[Task directions]: Could you return every line of the records below that contains the word "window"?
** Opening Dataset records block **
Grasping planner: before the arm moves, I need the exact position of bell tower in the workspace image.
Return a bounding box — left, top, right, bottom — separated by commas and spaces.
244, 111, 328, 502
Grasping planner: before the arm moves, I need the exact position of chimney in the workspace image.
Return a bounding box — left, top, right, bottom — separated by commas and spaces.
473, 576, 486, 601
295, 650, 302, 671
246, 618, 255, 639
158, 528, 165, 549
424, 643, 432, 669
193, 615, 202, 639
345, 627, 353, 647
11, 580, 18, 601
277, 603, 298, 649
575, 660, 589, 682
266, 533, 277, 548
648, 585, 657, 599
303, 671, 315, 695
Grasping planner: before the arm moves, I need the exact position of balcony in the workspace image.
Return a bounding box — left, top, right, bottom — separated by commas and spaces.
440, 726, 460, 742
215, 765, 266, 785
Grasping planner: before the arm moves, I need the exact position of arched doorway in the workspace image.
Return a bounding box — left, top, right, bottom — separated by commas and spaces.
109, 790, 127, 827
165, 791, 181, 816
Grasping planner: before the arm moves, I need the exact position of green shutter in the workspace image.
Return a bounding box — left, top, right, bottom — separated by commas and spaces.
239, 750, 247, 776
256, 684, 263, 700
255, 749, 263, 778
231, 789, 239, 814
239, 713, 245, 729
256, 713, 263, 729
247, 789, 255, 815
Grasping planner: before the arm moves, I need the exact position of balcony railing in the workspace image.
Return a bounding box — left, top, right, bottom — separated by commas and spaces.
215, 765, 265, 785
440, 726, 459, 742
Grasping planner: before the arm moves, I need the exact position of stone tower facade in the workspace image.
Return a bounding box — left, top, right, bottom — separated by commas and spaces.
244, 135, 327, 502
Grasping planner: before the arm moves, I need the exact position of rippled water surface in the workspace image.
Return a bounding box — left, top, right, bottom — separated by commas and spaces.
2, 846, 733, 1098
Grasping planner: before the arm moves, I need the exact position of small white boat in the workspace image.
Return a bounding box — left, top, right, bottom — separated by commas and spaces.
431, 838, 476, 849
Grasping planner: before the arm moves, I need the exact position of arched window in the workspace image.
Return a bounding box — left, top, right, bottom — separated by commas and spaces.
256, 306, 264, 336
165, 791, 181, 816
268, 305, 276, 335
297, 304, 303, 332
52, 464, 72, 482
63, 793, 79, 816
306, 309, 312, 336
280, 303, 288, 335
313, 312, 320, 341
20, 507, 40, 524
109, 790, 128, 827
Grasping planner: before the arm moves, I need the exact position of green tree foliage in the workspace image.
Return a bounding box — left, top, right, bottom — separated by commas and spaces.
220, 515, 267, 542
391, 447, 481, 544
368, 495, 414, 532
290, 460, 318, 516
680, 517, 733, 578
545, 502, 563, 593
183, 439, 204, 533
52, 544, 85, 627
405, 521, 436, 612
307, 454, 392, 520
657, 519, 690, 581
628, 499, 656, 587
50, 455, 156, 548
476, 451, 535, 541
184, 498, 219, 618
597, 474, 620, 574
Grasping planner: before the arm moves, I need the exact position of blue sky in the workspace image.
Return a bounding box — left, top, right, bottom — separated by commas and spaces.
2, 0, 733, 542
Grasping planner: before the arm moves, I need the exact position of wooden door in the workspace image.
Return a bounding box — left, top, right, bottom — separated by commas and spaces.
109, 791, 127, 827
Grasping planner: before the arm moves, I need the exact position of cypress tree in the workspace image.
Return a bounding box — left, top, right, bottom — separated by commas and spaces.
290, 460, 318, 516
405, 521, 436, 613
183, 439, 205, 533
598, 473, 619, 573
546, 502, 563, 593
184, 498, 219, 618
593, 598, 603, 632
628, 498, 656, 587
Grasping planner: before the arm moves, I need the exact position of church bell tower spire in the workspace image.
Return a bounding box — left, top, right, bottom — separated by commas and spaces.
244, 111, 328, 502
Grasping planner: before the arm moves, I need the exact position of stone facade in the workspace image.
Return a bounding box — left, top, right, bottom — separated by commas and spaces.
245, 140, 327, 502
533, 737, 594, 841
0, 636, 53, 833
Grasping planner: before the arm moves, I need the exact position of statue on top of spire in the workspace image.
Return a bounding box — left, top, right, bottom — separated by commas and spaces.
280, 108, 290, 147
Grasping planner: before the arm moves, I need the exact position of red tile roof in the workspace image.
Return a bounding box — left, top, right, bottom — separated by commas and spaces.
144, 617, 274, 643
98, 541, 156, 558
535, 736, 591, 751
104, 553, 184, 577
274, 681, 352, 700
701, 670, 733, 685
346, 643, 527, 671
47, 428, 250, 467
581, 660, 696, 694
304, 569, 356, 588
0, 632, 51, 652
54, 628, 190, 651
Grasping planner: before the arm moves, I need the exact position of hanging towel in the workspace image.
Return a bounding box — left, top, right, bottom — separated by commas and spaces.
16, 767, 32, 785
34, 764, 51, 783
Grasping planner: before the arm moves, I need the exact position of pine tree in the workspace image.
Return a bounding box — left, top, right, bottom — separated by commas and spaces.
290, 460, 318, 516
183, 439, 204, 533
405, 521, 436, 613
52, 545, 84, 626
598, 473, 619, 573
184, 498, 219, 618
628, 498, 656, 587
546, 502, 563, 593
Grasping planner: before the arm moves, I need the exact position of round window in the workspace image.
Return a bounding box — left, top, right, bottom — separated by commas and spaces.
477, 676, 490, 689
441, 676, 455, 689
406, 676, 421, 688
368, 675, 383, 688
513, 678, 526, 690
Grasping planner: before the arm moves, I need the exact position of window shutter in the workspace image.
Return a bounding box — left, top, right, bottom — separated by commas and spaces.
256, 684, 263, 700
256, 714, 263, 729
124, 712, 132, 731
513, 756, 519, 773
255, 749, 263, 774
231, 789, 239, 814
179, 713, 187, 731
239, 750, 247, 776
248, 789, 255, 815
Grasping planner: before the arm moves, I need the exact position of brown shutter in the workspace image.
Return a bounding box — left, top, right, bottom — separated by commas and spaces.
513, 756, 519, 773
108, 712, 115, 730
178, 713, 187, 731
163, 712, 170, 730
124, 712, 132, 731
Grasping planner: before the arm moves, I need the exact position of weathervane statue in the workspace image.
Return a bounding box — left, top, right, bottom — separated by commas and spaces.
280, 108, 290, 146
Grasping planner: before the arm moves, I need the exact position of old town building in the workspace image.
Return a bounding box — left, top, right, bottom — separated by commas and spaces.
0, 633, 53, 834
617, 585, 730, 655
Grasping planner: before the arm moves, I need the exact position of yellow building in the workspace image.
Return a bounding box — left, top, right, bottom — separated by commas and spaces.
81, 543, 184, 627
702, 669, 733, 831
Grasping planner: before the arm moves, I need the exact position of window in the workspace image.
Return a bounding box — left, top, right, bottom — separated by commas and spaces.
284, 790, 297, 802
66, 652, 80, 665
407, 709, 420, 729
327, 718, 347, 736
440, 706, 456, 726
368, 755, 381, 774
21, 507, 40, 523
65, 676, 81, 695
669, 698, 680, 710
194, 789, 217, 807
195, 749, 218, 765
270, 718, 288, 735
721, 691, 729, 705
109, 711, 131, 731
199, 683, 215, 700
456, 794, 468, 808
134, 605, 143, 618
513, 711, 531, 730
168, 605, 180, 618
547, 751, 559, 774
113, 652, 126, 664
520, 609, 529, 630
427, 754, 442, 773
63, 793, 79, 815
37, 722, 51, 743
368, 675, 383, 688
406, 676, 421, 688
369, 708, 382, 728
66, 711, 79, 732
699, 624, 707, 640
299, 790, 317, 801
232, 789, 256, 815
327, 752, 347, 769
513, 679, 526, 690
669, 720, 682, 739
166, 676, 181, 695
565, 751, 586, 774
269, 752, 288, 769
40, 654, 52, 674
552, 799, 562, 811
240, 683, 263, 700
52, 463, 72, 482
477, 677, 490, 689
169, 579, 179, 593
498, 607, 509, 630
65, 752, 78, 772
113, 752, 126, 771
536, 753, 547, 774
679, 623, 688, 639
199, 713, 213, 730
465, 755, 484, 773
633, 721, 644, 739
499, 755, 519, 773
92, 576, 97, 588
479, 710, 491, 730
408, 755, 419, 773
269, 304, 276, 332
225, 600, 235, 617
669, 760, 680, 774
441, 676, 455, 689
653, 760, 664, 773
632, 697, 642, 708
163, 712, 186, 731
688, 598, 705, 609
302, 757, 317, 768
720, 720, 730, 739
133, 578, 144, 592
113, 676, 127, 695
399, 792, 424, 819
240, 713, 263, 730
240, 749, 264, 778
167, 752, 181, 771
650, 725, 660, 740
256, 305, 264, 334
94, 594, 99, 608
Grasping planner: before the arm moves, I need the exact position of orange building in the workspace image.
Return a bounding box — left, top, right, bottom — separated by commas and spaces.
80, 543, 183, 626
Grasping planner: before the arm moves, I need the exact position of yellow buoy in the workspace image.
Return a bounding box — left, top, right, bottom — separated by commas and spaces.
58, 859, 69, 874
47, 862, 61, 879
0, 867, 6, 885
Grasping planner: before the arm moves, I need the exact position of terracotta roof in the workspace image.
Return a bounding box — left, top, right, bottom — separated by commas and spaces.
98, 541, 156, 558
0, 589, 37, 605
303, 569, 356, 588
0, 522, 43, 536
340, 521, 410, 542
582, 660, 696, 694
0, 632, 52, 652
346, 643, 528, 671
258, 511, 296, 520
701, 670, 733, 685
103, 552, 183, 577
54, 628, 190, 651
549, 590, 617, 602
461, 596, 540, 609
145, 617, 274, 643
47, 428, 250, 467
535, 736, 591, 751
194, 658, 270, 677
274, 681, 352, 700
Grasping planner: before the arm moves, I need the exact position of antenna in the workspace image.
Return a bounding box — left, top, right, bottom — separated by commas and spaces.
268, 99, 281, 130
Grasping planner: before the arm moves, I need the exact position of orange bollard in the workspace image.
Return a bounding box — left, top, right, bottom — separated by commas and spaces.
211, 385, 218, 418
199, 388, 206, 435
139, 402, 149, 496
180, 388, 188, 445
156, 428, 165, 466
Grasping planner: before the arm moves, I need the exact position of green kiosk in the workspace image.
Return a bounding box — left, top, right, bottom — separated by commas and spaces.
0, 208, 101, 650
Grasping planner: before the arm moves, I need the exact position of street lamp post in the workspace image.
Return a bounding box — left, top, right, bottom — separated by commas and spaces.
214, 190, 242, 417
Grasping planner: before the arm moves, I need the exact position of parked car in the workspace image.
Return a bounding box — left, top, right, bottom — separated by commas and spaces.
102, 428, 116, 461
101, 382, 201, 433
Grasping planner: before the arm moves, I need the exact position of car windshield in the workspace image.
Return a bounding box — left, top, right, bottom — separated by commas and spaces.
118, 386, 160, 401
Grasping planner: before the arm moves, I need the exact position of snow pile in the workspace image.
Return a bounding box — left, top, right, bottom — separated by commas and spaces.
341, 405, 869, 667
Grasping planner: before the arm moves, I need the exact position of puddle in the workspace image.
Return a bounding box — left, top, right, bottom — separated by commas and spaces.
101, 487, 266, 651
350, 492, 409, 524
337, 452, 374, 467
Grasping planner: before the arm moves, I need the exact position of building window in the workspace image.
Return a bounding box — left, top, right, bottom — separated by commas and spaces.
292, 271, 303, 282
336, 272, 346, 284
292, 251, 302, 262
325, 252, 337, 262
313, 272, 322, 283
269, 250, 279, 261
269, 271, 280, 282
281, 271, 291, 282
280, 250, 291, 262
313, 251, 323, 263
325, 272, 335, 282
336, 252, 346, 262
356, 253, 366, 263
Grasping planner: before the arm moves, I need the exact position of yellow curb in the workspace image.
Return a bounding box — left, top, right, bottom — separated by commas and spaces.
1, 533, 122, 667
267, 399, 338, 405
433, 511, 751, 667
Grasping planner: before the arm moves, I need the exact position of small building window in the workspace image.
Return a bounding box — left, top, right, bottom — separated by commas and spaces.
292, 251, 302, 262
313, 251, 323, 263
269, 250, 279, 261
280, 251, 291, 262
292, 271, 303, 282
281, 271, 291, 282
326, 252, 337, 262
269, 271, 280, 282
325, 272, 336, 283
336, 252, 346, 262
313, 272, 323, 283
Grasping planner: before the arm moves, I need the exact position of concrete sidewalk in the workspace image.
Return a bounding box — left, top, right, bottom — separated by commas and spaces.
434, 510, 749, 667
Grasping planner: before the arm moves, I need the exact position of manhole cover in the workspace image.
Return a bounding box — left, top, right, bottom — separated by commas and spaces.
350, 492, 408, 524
** Closing Dataset records block **
[Response to this exercise]:
Grasping planner: before the arm moves, I need the exact position of arched window in the workspace image.
Grasping planner: before the arm moves, I need the exact position of round window in the workspace image.
Grasping planner: before the arm moves, I need the exact position of window shutter in the workspace image.
Grasping planner: before the arm moves, I need the exact position of window in the workspace image.
Grasping planner: before the arm moves, I need the exact position of building window in the workspace image.
Grasping planner: before the arm moves, I need the exact position of small building window in the workspace image.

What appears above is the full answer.